Entries from a point annotation set:
-------------------------

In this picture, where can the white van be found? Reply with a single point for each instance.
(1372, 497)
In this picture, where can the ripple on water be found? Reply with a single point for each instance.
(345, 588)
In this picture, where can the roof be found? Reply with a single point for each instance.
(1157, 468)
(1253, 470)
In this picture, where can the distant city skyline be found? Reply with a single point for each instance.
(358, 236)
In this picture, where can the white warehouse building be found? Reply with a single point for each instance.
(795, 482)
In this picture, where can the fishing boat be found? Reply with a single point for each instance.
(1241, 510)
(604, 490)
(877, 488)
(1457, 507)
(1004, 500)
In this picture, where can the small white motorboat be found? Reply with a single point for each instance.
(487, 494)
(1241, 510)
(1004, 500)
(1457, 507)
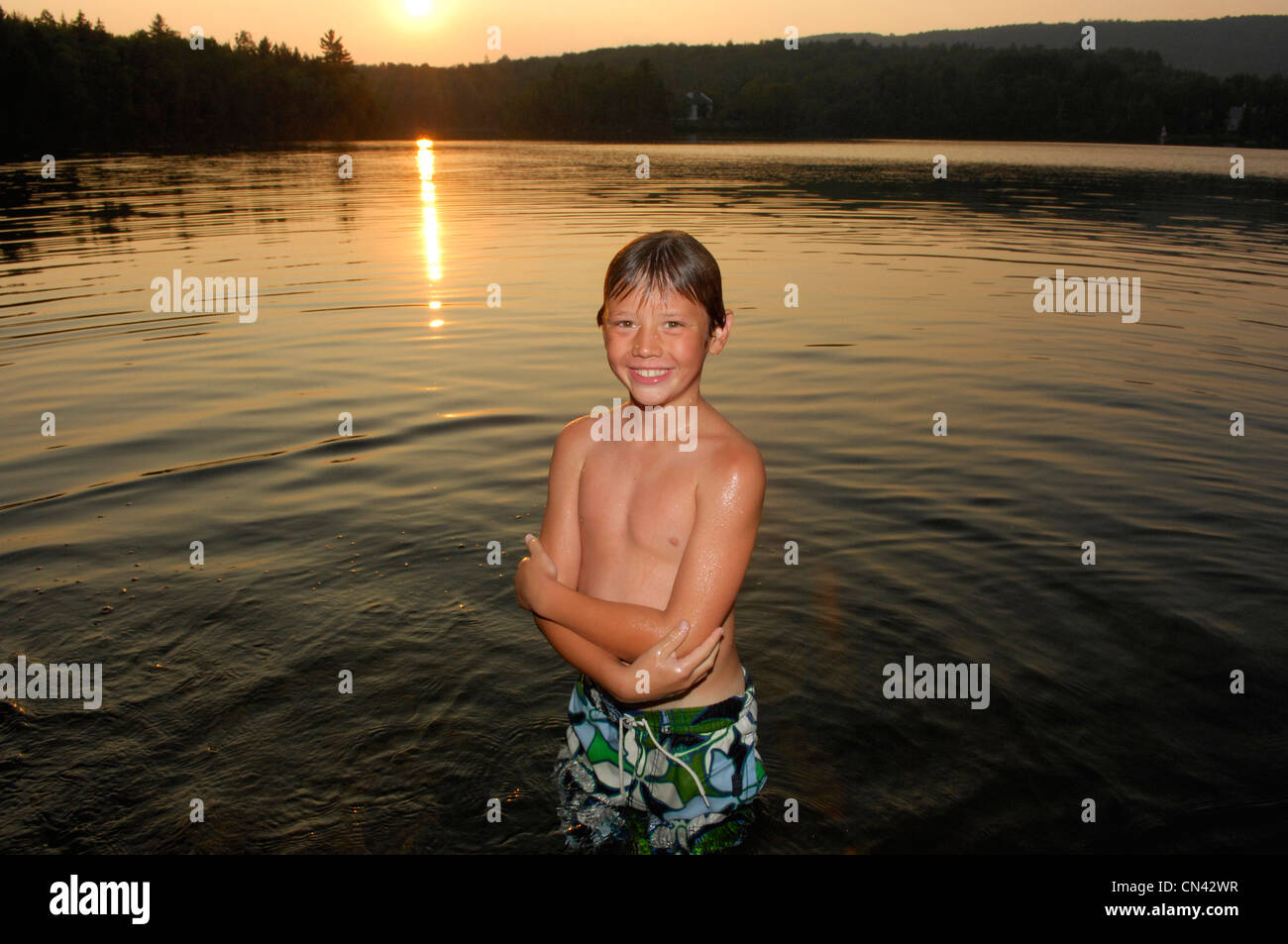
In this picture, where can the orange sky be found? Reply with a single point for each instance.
(455, 31)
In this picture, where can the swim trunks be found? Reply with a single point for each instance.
(668, 781)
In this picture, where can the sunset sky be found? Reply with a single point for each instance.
(455, 31)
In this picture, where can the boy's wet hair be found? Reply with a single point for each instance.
(662, 261)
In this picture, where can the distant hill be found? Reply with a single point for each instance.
(1220, 47)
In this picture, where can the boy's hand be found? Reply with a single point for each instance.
(532, 572)
(658, 674)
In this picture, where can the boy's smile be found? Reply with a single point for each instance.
(657, 347)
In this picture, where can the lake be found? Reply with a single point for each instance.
(368, 552)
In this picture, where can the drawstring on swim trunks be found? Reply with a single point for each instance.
(625, 720)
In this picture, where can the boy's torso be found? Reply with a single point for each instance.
(636, 504)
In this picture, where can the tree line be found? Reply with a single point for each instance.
(73, 86)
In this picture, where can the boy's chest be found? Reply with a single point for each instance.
(644, 500)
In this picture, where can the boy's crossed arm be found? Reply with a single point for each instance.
(711, 572)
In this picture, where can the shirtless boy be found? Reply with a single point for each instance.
(632, 581)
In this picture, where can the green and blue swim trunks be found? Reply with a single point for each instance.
(665, 781)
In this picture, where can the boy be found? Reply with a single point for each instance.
(643, 548)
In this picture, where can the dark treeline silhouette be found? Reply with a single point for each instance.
(73, 86)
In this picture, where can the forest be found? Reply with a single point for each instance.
(72, 86)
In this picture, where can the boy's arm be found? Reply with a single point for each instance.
(562, 540)
(715, 562)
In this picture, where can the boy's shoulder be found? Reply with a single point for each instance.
(721, 446)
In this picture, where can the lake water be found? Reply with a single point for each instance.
(368, 552)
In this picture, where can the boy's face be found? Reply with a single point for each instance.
(656, 347)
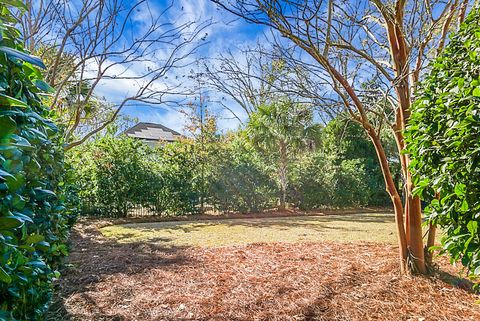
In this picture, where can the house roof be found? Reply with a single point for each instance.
(152, 132)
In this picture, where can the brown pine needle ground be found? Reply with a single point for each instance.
(326, 280)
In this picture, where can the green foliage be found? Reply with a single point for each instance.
(116, 174)
(342, 172)
(280, 131)
(444, 144)
(34, 221)
(240, 180)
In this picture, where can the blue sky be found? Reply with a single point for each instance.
(226, 33)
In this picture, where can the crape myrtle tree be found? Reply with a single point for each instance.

-------------------------

**REQUEST**
Copy out each record shown above without alteration, skipping any picture.

**FINAL ANSWER**
In this picture, where can the white van be found? Reply with a single point for each instance.
(1372, 497)
In this picture, where can the ripple on water be found? Reply with a single point for each instance.
(345, 588)
In this picture, where can the roof be found? Reply with a single point for each instance.
(1157, 468)
(1253, 470)
In this picture, where can the distant city skyline be found? Reply with a single point for each instance.
(358, 236)
In this picture, where can the white warehouse building be found? Reply with a single point for each instance.
(795, 482)
In this picture, where can the fishing boat be found? Reply with a single point for each instance.
(1241, 510)
(604, 490)
(877, 488)
(1457, 507)
(1004, 500)
In this picture, where can the small white motorboat be found? Reply with a single point for each instance.
(487, 494)
(1241, 510)
(1004, 500)
(1457, 507)
In this picture, where can the orange sky be found? Reply with a single point for each instance.
(455, 31)
In this picture, where can the swim trunks be found? Reply with a single point for each instance.
(668, 781)
In this picture, where can the sunset sky be found? Reply with a single point for each instance.
(455, 31)
In this picture, where can the boy's wet hair be found? Reply with a single point for each instance.
(662, 261)
In this picture, where can the distant hill be found? Reply with a single point for each instance.
(1220, 47)
In this picture, where can the boy's hand be found? Reply with a single point for each instance.
(532, 572)
(658, 674)
In this picture, where can the boy's smile be found? Reply with a single point for each instance.
(657, 347)
In this picture, where can the lake be found? Reply with a single point for each instance.
(368, 552)
In this picture, where can the drawstring on swim trunks be found? Reply with a single point for each instance.
(625, 720)
In this picture, where can the boy's torso be found? Reply with a single point for each instance.
(636, 504)
In this picture, where can the tree line be found? Reply with a single point for each instance.
(73, 86)
In this picture, where can the boy's chest be found? Reply with a single point for each instance.
(644, 500)
In this picture, where can the boy's crossed arm be found? Reply with a single point for each instance.
(711, 572)
In this picture, where can the shirtless boy be found? Reply with a single point for each instance.
(632, 581)
In this picture, where can the green and blue swim trunks be found? Reply with a single point for each instance.
(665, 781)
In this picture, where can the boy be found? Reply with a single point for each instance.
(643, 548)
In this picture, where can the dark treeline silhouette be found? Reply with a single point for each instance.
(73, 86)
In this picture, where can the forest be found? Reply with a single point for each instance.
(72, 86)
In this picture, where can the boy's arm be found? Reply with a single point for each instance.
(562, 540)
(715, 562)
In this picture, where can the boy's shoulder be found? Reply with a single point for each instance.
(721, 446)
In this picture, where can the lake water be found? Reply with a single point for each instance.
(368, 552)
In this picture, where can the boy's face be found? Reply with a single point for each instance.
(656, 347)
In this picture, where can the house roof be found? Reply with a single point for each instance.
(152, 132)
In this picture, where can the brown pine needle ground be found? Reply with a single point for each instance.
(326, 280)
In this picture, where can the green foliage be found? Reply with a single point for each instance.
(116, 174)
(342, 172)
(280, 131)
(444, 144)
(34, 221)
(240, 180)
In this picture, where can the blue sky be found? Reply with a single point for each instance.
(226, 33)
In this picture, where can the crape myrtle tree be found? Reply with a single point for each instance.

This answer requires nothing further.